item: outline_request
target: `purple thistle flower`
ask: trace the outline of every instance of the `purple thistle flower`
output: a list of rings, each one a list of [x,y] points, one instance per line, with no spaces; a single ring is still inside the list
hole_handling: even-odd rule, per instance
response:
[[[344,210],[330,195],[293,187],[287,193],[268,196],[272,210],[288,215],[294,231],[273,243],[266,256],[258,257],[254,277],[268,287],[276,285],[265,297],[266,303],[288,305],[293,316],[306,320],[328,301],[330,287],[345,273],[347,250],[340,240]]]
+ + +
▶ EXERCISE:
Print every line of the rows above again, unchanged and in the same order.

▶ REPLY:
item: outline_request
target: `purple thistle flower`
ask: trace the outline of every instance of the `purple thistle flower`
output: a list of rings, each one a list of [x,y] points, one instance per line, with no spaces; a single ring is still inside the list
hole_handling: even-odd rule, per instance
response:
[[[344,210],[330,195],[293,187],[287,193],[268,196],[272,210],[288,215],[294,231],[273,243],[266,256],[258,257],[254,277],[268,287],[276,285],[265,297],[266,303],[288,305],[293,316],[306,320],[328,301],[330,287],[345,273],[347,250],[340,240]]]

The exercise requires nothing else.